### Opdracht
Schrijf uit het tekstfragment over Diego's reis door het zuiden van Mexico woordelijk het stuk over van "Het noorden en" tot en met "het koloniale Mexico.".

### Tekstfragment
# # # # #
![]() |
Jonge indiaanse vrouwen lopen al vroeg inde ochtend met bloemen op hun rug naar de markt in San Cristobal de Las Casas. Ingekleurde zwart-wit foto 1975 |
Terwijl David zijn schilderkunstige missie heeft gevonden, is Diego nog steeds op zoek. Hij schildert er op los maar waar het nu precies heen moet met zijn schilderkunst weet hij nog steeds niet. Ter inspiratie doet hij wat veel kunstschilders voor hem hebben gedaan, hij gaat op reis maar niet zoals gebruikelijk naar een ander land, maar in eigen land.
Het noorden en het midden van het land met Mexico-Stad kent hij al.Het diepere zuiden, voorbij Cuernavaca, met staten als Oaxaca en Chiapas waar de meerderheid van de bevolking uit indigenas bestaat uit is hem onbekend evenals het Maya schiereiland Yucatan. Die worden dan ook zijn reisdoel.
De indigenas wonen en werken in kleine gemeenschappen, in hun eigen dorpen met een eigen cultuur en taal. Ze zijn te herkennen aan hun kleding waarvoor ze de stoffen zelf weven. Zij zijn het andere Mexico. Ze maken economisch en politiek geen deel uit van het koloniale Mexico.
De Mexicanen in de grote steden kijken op hen neer. In hun ogen zijn ze achterlijk, een soort wilden zonder beschaving die je niet kunt vertrouwen. "Indiaan" is een scheldwoord voor mensen die zich niet weten te gedragen.
Diego ziet met eigen ogen dat ze niet onbeschaafd of wild zijn. Hij ziet dat ze een eigen cultuur hebben die zich uit in klederdracht, in muziek en muziekinstrumenten, in de bouw van hun hutten, hun weefgetouwen en vooral ook hun eigen taal.
Maar en dat is waar, ze leven in behoeftige omstandigheden. Ze zijn arm en dreigen onder ruk van het moderne Mexico, steeds meer terrein te verliezen. Letterlijk want ze worden teruggedrongen in wat nog rest van de vroegere oerwouden of hoog in de bergen. Ze zijn als gevolg van het kolonialsme en de modernisering vreemdelingen in eigen land geworden.
# # # # #
### Getoonde gegevens
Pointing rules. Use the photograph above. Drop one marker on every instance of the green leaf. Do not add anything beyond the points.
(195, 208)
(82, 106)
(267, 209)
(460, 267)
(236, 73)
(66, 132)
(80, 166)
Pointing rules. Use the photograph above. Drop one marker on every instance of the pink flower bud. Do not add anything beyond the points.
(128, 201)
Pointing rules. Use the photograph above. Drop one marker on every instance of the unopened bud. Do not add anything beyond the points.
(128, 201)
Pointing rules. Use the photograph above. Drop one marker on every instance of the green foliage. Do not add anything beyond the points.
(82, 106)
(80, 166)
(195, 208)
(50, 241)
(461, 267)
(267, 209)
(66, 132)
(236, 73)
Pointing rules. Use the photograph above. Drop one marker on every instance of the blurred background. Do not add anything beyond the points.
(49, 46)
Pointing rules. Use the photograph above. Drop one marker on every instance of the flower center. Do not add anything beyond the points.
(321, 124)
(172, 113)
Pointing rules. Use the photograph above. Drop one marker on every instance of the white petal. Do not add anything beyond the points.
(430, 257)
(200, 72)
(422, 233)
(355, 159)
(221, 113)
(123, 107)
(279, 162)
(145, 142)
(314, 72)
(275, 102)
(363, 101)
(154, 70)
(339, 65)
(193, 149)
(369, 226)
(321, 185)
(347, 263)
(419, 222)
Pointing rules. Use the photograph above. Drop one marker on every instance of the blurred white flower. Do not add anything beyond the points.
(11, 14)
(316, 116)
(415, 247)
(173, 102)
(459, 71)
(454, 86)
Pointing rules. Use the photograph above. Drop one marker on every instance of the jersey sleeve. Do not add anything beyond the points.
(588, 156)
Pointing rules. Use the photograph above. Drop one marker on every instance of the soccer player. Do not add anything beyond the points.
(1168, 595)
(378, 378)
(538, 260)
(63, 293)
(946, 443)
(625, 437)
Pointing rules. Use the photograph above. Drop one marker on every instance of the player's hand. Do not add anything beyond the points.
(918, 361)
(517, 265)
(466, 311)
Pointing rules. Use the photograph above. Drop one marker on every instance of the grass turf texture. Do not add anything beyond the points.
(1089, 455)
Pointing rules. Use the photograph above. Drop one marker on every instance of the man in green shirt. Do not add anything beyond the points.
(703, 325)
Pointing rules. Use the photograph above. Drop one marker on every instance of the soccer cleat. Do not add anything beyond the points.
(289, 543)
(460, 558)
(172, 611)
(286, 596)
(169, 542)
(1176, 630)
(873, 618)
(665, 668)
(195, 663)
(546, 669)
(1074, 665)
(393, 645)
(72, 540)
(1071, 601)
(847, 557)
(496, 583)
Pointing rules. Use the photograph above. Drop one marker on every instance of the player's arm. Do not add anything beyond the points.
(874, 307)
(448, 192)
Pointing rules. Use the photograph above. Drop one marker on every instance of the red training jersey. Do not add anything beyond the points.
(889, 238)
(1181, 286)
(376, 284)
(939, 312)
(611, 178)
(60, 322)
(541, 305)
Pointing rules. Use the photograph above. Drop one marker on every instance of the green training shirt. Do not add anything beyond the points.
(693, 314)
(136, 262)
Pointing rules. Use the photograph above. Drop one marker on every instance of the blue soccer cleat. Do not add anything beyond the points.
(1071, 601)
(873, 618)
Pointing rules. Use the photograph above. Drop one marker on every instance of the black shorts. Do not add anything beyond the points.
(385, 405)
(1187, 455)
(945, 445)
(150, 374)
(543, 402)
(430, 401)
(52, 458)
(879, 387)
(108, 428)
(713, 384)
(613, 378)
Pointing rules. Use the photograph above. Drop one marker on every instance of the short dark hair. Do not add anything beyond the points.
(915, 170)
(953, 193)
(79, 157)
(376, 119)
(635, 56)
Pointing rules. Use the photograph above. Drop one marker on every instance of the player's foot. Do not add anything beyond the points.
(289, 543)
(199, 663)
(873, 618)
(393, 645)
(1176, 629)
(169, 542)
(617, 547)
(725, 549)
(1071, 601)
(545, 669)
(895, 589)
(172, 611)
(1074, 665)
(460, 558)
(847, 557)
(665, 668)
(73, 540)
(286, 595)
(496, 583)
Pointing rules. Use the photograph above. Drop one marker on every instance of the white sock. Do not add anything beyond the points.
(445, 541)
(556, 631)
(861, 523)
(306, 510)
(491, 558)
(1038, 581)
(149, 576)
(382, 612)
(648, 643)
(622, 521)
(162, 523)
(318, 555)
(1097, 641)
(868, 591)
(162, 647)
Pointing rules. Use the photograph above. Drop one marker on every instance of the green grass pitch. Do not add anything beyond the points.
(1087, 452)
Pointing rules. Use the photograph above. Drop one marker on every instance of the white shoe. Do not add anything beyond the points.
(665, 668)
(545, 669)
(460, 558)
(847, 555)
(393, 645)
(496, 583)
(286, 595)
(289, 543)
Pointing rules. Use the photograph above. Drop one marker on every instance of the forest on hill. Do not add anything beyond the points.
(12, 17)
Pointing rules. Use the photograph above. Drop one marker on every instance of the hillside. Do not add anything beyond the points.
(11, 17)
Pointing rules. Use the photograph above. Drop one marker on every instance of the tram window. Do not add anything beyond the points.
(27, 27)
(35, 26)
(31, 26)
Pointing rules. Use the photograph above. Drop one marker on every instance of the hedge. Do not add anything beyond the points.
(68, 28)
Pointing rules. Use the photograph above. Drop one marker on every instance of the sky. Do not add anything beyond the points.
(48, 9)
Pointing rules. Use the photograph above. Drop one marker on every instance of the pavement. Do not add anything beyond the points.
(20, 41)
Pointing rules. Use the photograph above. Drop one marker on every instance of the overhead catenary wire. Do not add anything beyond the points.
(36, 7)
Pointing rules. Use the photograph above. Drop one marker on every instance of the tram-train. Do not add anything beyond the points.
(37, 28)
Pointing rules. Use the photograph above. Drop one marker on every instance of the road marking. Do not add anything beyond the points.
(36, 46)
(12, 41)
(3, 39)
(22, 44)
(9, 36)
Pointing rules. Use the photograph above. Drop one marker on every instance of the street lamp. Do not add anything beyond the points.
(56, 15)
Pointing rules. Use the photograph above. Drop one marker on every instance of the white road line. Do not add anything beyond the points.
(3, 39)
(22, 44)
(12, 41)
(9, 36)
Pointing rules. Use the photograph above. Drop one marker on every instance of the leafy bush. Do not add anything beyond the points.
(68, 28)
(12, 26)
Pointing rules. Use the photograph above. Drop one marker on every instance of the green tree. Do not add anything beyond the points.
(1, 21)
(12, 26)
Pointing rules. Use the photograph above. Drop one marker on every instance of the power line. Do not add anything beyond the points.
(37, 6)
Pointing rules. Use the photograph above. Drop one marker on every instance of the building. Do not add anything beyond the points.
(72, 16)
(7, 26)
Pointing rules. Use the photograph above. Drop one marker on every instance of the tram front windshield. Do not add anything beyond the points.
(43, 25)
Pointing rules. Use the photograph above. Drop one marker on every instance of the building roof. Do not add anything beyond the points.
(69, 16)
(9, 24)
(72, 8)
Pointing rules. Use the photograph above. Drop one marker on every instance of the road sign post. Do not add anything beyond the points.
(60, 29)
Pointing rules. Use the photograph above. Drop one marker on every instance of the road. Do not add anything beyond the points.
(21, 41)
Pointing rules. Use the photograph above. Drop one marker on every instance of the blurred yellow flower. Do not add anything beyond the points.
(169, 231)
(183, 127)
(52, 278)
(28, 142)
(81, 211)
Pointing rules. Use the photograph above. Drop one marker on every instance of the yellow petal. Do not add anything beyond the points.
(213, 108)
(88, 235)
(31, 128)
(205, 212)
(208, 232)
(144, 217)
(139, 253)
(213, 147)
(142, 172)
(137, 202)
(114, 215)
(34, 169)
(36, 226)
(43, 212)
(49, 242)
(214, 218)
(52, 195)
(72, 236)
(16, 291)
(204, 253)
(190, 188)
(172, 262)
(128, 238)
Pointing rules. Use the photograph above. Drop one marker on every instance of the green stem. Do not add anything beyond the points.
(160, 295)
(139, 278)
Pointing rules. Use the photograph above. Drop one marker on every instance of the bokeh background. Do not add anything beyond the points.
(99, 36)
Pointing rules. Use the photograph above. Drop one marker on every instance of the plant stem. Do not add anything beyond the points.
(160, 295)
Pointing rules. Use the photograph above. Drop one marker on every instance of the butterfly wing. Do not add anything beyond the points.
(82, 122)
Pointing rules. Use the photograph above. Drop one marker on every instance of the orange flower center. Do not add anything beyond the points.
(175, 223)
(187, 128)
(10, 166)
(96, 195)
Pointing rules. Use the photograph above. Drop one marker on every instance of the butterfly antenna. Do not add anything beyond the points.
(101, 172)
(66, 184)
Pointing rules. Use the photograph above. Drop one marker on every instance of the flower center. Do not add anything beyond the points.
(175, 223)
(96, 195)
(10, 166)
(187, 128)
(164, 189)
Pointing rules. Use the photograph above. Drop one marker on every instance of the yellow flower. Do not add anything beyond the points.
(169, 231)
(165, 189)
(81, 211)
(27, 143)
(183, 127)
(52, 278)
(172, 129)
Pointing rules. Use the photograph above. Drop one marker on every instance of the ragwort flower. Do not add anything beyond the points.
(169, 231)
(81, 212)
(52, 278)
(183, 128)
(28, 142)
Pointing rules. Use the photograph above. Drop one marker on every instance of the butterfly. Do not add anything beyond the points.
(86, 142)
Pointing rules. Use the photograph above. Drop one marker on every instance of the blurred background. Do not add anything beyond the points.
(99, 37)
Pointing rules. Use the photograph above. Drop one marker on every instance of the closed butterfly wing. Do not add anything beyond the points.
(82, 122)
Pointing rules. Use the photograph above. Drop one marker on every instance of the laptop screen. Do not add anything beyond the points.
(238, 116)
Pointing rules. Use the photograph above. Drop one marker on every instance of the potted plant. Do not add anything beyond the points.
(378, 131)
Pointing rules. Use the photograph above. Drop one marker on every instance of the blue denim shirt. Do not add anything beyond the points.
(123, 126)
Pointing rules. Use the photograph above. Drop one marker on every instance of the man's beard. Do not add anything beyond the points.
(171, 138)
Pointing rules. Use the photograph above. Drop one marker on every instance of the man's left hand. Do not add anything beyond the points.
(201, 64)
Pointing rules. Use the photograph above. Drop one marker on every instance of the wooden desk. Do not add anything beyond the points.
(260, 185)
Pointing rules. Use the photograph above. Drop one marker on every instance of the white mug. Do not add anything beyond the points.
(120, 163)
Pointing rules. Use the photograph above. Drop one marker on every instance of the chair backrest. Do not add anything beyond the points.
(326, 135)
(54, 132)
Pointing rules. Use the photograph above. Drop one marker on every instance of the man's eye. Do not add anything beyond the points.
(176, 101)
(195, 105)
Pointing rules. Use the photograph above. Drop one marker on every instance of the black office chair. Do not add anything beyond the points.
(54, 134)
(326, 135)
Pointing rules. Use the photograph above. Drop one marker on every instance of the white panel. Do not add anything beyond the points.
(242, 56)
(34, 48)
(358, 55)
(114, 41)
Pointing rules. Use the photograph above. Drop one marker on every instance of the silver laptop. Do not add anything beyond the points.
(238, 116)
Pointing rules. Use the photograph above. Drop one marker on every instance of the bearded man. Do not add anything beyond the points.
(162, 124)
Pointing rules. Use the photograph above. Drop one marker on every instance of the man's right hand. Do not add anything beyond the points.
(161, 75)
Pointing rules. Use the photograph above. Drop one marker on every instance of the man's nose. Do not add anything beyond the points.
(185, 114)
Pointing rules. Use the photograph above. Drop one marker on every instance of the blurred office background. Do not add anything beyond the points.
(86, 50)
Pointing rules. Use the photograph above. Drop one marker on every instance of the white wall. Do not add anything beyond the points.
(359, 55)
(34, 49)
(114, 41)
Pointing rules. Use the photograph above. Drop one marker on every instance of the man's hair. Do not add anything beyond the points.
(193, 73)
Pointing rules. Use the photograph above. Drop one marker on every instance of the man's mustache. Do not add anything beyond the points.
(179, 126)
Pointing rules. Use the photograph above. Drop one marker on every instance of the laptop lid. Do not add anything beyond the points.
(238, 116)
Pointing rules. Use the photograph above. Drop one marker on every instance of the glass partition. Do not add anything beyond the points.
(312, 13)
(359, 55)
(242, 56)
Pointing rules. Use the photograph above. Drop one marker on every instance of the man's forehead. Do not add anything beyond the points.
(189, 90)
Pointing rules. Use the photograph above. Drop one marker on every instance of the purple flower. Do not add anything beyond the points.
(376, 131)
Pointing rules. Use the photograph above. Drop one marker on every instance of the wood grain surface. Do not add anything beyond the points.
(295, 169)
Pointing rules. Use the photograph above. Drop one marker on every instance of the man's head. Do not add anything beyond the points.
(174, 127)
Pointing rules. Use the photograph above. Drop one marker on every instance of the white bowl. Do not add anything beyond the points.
# # # # #
### Resultaat
Het noorden en het midden van het land met Mexico-Stad kent hij al.Het diepere zuiden, voorbij Cuernavaca, met staten als Oaxaca en Chiapas waar de meerderheid van de bevolking uit indigenas bestaat uit is hem onbekend evenals het Maya schiereiland Yucatan. Die worden dan ook zijn reisdoel.
De indigenas wonen en werken in kleine gemeenschappen, in hun eigen dorpen met een eigen cultuur en taal. Ze zijn te herkennen aan hun kleding waarvoor ze de stoffen zelf weven. Zij zijn het andere Mexico. Ze maken economisch en politiek geen deel uit van het koloniale Mexico.